=== EXERCISE INPUT ===

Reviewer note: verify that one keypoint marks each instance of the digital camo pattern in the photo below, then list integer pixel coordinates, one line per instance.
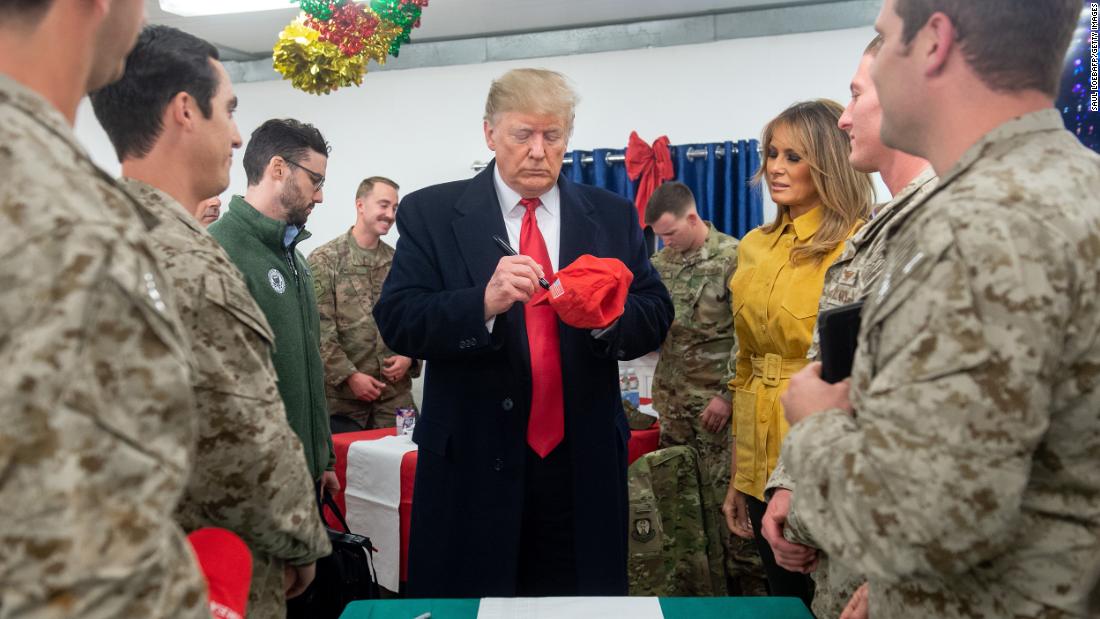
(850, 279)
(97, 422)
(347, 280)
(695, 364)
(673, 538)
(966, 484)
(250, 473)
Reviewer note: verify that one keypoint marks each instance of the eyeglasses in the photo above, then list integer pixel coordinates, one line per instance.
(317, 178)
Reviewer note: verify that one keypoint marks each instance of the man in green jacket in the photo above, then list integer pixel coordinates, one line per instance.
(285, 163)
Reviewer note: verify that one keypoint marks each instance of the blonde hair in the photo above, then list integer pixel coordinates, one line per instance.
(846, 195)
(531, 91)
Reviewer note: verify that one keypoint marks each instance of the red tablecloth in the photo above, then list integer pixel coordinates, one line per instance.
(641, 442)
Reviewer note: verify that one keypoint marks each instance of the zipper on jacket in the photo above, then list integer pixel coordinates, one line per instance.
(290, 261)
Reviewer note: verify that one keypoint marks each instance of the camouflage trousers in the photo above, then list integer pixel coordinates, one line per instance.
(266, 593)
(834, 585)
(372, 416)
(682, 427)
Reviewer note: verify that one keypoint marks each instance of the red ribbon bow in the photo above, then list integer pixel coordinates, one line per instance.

===

Set each line of the records down exactly, leaving every picture out.

Reviewer note: verify that one keypoint marks each instance of the digital camo pattern in the photo below, then list integer pixel coordinates, one line per instance.
(850, 279)
(97, 422)
(347, 280)
(695, 364)
(673, 538)
(966, 484)
(250, 473)
Reviewer note: verify that one keypoint marks each instance of the eyeglasses in the photo above, then list integer pixel coordinates, one line per instance.
(317, 178)
Reviewer note: verify that one keypoint marks each instance of the man in green jacket in the photo above, then list integer pixel coordinates, one line per instance.
(285, 163)
Reviewer note: verify that one keypoint marks each instance of the blonde hair in the photo above, then list integer pixel coordinates, one line per instance.
(846, 195)
(531, 91)
Reviewer note: verify that one keypoint marks each instance of the red tablecloth in the photo above, then list integer pixel coordinates, one line per instance.
(641, 442)
Reviewer note: verify that one keypoint marks each instance of the zipper on jacket in the photo above, then list integer pixel coordinates, one line per instance.
(290, 261)
Reviewer note: verify that one keypoint marks each instance of the camouflage trousers in the photo above, then list integer pixel coordinates, one line per instance.
(266, 593)
(834, 585)
(372, 416)
(682, 427)
Reviewer note: verify that one keypoint marks each instance of the red ribbon bow in the photo above, then list integer pixel coordinates, one line per instance.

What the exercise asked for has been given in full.